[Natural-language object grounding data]

━━━━━━━━━━━━━━━━━━━━

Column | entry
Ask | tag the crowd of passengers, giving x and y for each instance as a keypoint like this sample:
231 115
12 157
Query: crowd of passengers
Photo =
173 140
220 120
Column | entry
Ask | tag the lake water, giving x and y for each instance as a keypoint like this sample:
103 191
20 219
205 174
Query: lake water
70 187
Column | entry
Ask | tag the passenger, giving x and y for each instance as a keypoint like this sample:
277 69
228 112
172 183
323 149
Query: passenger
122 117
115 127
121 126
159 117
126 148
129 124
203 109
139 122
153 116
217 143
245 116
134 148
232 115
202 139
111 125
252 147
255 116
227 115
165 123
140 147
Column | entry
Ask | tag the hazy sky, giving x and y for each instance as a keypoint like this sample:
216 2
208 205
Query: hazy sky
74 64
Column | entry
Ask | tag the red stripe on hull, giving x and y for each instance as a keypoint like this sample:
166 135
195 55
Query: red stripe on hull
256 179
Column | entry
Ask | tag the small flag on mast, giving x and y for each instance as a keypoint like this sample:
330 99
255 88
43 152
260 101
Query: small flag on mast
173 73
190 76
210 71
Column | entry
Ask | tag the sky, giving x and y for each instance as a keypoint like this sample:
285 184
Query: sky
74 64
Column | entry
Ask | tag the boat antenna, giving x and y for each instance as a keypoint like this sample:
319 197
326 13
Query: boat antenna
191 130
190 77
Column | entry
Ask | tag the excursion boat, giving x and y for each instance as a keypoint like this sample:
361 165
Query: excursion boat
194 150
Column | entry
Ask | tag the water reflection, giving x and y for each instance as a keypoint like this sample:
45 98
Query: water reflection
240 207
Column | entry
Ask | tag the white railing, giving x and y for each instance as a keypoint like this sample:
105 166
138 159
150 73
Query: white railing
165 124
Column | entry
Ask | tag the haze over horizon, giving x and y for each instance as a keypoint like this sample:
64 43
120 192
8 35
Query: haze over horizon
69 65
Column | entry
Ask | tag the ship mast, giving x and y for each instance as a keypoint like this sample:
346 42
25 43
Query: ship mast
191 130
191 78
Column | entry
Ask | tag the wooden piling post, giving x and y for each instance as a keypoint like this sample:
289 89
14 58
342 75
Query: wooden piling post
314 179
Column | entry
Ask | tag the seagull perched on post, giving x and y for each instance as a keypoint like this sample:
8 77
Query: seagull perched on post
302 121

━━━━━━━━━━━━━━━━━━━━

▸ WORK TASK: The word "passengers" appears in some lines of the data. Copy every one of those lines.

▸ OUTPUT BELOW:
Ask | tag the crowd of passengers, giving x and y for each instance as a keypoint like this sample:
Query: crowd of passengers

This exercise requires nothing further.